-- Begin SUPPLIED ENTRIES --

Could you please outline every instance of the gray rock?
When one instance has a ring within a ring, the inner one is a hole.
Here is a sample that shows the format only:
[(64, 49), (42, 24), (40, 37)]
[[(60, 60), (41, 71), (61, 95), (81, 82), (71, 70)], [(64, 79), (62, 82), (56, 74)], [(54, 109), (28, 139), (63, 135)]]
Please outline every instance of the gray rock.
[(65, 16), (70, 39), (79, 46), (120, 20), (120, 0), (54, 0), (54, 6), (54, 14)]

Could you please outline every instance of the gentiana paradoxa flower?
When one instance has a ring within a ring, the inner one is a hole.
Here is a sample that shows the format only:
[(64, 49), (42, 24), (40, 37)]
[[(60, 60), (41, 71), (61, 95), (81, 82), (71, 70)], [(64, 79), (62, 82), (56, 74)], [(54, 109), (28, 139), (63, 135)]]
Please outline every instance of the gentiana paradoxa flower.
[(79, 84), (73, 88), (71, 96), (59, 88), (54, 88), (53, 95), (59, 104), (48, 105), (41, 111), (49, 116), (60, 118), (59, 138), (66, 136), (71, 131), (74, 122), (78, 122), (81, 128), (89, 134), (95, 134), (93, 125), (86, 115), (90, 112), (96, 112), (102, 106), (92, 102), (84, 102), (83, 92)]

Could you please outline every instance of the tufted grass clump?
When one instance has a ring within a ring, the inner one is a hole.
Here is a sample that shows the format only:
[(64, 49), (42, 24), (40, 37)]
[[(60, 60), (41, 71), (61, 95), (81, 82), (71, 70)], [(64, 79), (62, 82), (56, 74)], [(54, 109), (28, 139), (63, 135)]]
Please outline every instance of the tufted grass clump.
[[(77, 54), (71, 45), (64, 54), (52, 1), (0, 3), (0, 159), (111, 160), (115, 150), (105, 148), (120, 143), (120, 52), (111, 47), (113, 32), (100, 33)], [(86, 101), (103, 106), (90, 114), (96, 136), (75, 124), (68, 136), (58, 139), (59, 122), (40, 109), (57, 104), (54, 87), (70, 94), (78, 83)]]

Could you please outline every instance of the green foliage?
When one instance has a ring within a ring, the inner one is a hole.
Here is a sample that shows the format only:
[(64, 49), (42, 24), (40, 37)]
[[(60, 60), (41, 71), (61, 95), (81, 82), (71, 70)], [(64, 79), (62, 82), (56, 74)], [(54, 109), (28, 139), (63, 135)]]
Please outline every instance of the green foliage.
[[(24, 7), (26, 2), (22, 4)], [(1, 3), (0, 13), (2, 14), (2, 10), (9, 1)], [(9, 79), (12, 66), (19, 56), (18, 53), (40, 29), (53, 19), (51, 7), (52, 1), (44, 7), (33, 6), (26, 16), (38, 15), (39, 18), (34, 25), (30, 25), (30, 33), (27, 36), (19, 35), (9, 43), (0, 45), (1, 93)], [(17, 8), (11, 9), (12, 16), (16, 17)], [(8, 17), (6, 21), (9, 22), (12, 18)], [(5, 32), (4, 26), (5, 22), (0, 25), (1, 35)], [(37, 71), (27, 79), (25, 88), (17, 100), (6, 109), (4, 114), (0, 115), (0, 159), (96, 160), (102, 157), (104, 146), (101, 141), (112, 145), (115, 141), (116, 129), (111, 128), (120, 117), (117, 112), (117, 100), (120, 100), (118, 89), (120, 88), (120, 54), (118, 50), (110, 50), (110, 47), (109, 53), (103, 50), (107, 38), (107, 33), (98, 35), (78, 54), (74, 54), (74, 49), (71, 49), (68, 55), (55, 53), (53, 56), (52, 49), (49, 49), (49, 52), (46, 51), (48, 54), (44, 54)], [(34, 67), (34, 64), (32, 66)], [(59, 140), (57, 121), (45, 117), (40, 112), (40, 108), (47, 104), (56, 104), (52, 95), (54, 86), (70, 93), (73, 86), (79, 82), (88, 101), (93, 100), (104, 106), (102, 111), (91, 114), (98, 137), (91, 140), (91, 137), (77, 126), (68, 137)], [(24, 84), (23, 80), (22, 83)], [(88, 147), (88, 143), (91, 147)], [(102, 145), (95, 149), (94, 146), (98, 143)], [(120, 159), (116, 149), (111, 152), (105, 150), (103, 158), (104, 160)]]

-- End SUPPLIED ENTRIES --

> DIRECTIONS FOR THIS TASK
Write every record out again, unaltered.

> THE RESPONSE
Could you please outline every instance of the gray rock?
When one instance has a ring within a ring, the inner one is a hole.
Here is a sample that shows the format only:
[(64, 49), (42, 24), (40, 37)]
[[(60, 60), (41, 71), (61, 95), (81, 82), (71, 70)], [(64, 79), (62, 82), (56, 74)], [(54, 109), (28, 139), (63, 135)]]
Please outline every instance of the gray rock.
[(65, 16), (70, 39), (79, 46), (120, 20), (120, 0), (54, 0), (54, 6), (54, 14)]

Could you please outline every instance of the gentiana paradoxa flower?
When one instance has a ring within a ring, the inner one is a hole.
Here is a sample that shows the format only:
[(64, 49), (42, 24), (40, 37)]
[[(60, 60), (41, 71), (61, 95), (81, 82), (71, 70)], [(64, 79), (62, 82), (56, 74)], [(54, 109), (28, 139), (63, 135)]]
Please outline every instance of the gentiana paradoxa flower.
[(79, 84), (73, 88), (71, 96), (59, 88), (54, 88), (53, 95), (59, 104), (48, 105), (41, 111), (49, 116), (60, 118), (59, 138), (66, 136), (71, 131), (74, 122), (78, 122), (81, 128), (89, 134), (95, 134), (93, 125), (86, 115), (90, 112), (96, 112), (102, 106), (92, 102), (84, 102), (83, 92)]

Could you please outline every instance of the tufted grass clump?
When one instance has a ring within a ring, the inner one is a hole.
Here is a sample that shows the format only:
[(64, 49), (42, 24), (40, 37)]
[[(60, 60), (41, 71), (61, 95), (81, 82), (71, 70)], [(64, 79), (62, 82), (56, 74)], [(54, 109), (28, 139), (63, 135)]]
Please outline every instance of the tufted grass clump.
[[(77, 54), (71, 45), (64, 54), (52, 1), (0, 3), (0, 159), (111, 160), (115, 150), (105, 148), (120, 143), (120, 52), (111, 47), (113, 32), (100, 33)], [(86, 101), (103, 106), (90, 114), (96, 136), (75, 124), (68, 136), (58, 139), (59, 122), (40, 109), (57, 104), (54, 87), (70, 94), (78, 83)]]

Could you please outline every instance of the green foliage?
When one instance has a ring within a ring, the inner one is a hole.
Here is a sample that shows the format only:
[(64, 49), (42, 24), (40, 37)]
[[(60, 60), (41, 71), (61, 95), (81, 82), (71, 70)], [(64, 79), (62, 82), (56, 74)], [(54, 109), (28, 139), (63, 135)]]
Please outline every instance of the green foliage.
[[(24, 7), (26, 2), (22, 4)], [(1, 3), (0, 13), (2, 14), (2, 10), (9, 1)], [(9, 79), (12, 66), (19, 56), (18, 53), (40, 29), (53, 19), (51, 7), (52, 1), (44, 7), (33, 6), (26, 16), (38, 15), (39, 18), (34, 25), (30, 25), (30, 33), (27, 36), (19, 35), (9, 43), (0, 45), (1, 93)], [(17, 8), (11, 9), (12, 16), (16, 17)], [(8, 17), (6, 21), (9, 22), (12, 18)], [(5, 32), (4, 26), (5, 22), (0, 25), (1, 35)], [(37, 71), (27, 79), (25, 88), (17, 100), (6, 109), (4, 114), (0, 115), (0, 159), (96, 160), (102, 157), (104, 146), (101, 141), (112, 145), (115, 141), (116, 129), (111, 128), (120, 117), (117, 112), (117, 100), (120, 100), (118, 89), (120, 88), (120, 54), (118, 50), (110, 50), (110, 47), (109, 53), (103, 50), (107, 38), (107, 33), (98, 35), (78, 54), (74, 54), (74, 49), (71, 49), (68, 55), (55, 53), (53, 56), (52, 49), (49, 49), (49, 52), (46, 51), (48, 54), (44, 54)], [(34, 67), (34, 64), (32, 66)], [(59, 140), (57, 121), (45, 117), (40, 112), (40, 108), (47, 104), (56, 104), (52, 95), (54, 86), (70, 93), (73, 86), (79, 82), (88, 101), (93, 100), (104, 106), (102, 111), (91, 114), (98, 137), (91, 140), (91, 137), (77, 126), (68, 137)], [(24, 84), (23, 80), (22, 83)], [(88, 147), (88, 143), (91, 147)], [(102, 145), (95, 149), (94, 146), (98, 143)], [(120, 159), (116, 149), (111, 152), (105, 150), (103, 158), (104, 160)]]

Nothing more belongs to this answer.